(Stored records)
• • • • • • •

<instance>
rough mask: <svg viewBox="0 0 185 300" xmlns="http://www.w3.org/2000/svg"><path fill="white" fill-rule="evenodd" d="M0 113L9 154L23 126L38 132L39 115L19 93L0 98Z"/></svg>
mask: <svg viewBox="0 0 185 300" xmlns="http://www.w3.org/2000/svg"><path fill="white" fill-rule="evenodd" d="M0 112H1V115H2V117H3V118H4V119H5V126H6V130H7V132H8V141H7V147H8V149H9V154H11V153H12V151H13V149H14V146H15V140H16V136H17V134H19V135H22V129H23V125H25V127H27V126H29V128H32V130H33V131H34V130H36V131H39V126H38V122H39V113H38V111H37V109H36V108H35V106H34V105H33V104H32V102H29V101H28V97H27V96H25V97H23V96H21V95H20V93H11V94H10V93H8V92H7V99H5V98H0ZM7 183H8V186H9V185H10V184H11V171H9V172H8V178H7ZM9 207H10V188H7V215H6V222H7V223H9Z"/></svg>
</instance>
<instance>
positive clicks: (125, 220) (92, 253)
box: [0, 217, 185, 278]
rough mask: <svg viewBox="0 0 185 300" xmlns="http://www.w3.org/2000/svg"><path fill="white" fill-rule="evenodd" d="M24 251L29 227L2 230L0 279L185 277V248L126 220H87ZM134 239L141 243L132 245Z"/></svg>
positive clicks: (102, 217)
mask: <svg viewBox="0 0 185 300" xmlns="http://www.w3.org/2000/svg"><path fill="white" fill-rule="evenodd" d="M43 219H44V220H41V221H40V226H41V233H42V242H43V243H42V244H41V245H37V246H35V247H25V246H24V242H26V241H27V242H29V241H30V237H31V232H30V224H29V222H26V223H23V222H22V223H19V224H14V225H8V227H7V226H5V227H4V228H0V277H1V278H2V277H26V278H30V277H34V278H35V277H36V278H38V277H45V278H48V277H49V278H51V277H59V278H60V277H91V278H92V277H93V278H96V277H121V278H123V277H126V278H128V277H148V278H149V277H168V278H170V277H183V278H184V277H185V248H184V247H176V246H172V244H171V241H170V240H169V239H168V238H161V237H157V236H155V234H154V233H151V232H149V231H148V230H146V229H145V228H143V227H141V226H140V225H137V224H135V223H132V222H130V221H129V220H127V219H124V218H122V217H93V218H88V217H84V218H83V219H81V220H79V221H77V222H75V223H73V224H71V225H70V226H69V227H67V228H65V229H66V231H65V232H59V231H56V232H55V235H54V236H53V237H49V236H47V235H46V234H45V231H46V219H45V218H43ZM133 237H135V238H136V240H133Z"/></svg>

• • • • • • •

EXERCISE DIRECTIONS:
Format all of the data above as a numbered list, leaving out any blank lines.

COMPLETED TASK:
1. <instance>
2. rough mask: <svg viewBox="0 0 185 300" xmlns="http://www.w3.org/2000/svg"><path fill="white" fill-rule="evenodd" d="M0 113L9 154L23 126L38 132L39 115L19 93L0 98Z"/></svg>
3. mask: <svg viewBox="0 0 185 300" xmlns="http://www.w3.org/2000/svg"><path fill="white" fill-rule="evenodd" d="M0 112H1V115H2V117H3V118H4V119H5V126H6V130H7V132H8V141H7V147H8V149H9V154H11V153H12V151H13V149H14V146H15V140H16V136H17V134H19V135H22V129H23V125H25V127H27V126H29V128H32V130H33V131H34V130H36V131H39V126H38V122H39V113H38V111H37V109H36V108H35V106H34V105H33V104H32V102H29V101H28V97H27V96H25V97H23V96H21V95H20V93H11V94H10V93H8V92H7V99H5V98H0ZM7 183H8V186H9V185H10V184H11V171H9V172H8V178H7ZM9 207H10V188H7V215H6V222H7V223H9Z"/></svg>
4. </instance>
5. <instance>
6. positive clicks: (125, 220) (92, 253)
7. box: [0, 217, 185, 278]
8. rough mask: <svg viewBox="0 0 185 300" xmlns="http://www.w3.org/2000/svg"><path fill="white" fill-rule="evenodd" d="M24 251L29 227L2 230L0 279L185 277V248L126 220H87ZM134 239L141 243L132 245Z"/></svg>
9. positive clicks: (102, 217)
10. mask: <svg viewBox="0 0 185 300" xmlns="http://www.w3.org/2000/svg"><path fill="white" fill-rule="evenodd" d="M43 219H44V220H41V221H40V226H41V233H42V242H43V243H42V244H41V245H37V246H35V247H25V246H24V242H26V241H27V242H29V241H30V237H31V232H30V224H29V222H26V223H23V222H22V223H19V224H14V225H8V227H7V226H5V227H4V228H0V277H1V278H2V277H26V278H30V277H34V278H35V277H36V278H38V277H45V278H48V277H49V278H51V277H59V278H60V277H91V278H92V277H93V278H96V277H121V278H123V277H126V278H128V277H148V278H149V277H168V278H170V277H183V278H184V277H185V248H184V247H176V246H172V244H171V241H170V240H169V239H168V238H161V237H157V236H155V234H154V233H151V232H149V231H148V230H146V229H145V228H143V227H141V226H140V225H137V224H135V223H132V222H130V221H129V220H127V219H124V218H122V217H93V218H88V217H84V218H83V219H81V220H79V221H77V222H75V223H73V224H71V225H70V226H69V227H67V228H65V229H66V231H65V232H59V231H56V232H55V235H54V236H53V237H49V236H47V235H46V234H45V231H46V219H45V218H43ZM133 237H135V238H136V240H133Z"/></svg>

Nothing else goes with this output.